Problem details: Return each entry exactly, so that nothing in the data differs from the original.

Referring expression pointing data
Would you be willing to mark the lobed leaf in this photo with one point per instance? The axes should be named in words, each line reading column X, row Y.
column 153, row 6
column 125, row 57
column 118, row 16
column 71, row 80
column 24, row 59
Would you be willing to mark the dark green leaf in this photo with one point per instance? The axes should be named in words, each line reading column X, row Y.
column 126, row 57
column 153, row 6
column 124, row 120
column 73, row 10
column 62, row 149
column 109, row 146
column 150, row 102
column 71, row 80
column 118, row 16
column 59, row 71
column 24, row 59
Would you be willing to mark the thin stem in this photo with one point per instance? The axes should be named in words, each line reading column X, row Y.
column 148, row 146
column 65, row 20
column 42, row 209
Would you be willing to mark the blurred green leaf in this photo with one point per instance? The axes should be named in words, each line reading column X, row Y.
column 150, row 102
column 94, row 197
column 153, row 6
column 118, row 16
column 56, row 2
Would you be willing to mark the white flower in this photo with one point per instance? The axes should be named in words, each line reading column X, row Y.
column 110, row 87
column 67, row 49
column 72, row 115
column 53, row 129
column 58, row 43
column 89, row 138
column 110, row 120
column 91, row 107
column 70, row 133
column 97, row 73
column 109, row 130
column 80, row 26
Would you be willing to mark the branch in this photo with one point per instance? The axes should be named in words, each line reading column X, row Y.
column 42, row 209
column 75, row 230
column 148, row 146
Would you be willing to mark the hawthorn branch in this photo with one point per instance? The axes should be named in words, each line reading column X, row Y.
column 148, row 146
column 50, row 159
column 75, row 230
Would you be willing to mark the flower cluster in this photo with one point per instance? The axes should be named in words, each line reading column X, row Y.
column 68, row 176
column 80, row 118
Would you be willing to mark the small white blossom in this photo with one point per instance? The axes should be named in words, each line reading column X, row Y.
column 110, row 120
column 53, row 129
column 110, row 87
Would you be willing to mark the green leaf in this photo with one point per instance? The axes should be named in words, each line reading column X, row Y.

Solution to this problem:
Would you be willing to mark the lobed leaf in this photo with one point per instance? The axes should be named in words, each line reading column X, row Y.
column 153, row 6
column 125, row 57
column 118, row 16
column 71, row 80
column 24, row 59
Would you be willing to mark the dark green leaf in this photo with one point per instance? The axes should be named in words, each line reading column X, row Y.
column 126, row 57
column 153, row 6
column 124, row 120
column 73, row 10
column 62, row 149
column 109, row 146
column 150, row 102
column 71, row 80
column 118, row 16
column 59, row 71
column 24, row 59
Would you be willing to mark the thin stem in this photo with one point per instance? The axes should be named in words, each line reading column X, row Y.
column 148, row 146
column 65, row 20
column 42, row 209
Would you be willing to mark the blurred green leaf in this photo with one point per instance? The axes should be named in words, each line reading column X, row Y.
column 150, row 102
column 94, row 197
column 153, row 6
column 118, row 16
column 56, row 2
Would you be willing to mark the white flower in this photo with one point per instance? The axes should be named in words, each line reading column X, row Y.
column 110, row 87
column 67, row 49
column 72, row 115
column 53, row 129
column 58, row 43
column 89, row 138
column 110, row 120
column 91, row 107
column 70, row 133
column 97, row 73
column 109, row 130
column 80, row 26
Would you be willing to mark the branch in this photo with one point per instance? The axes should be named in words, each line reading column X, row Y.
column 42, row 209
column 75, row 230
column 148, row 146
Would you be willing to mark the hawthorn branch in this photo with one point per instance? The axes should be named in words, each line reading column X, row Y.
column 148, row 146
column 50, row 159
column 75, row 230
Would you be willing to mark the flower cluster in this photo with one point per instance? The axes should be named in words, each line reading column X, row Y.
column 68, row 176
column 80, row 118
Would you be willing to mark the small white blossom in this photo with one point per instance? The axes should be named in words, each line reading column X, row Y.
column 110, row 120
column 53, row 129
column 110, row 87
Would you be willing to mark the green leaf in this photo with one point per instance? The axes should be named in words, each line reading column X, row Y.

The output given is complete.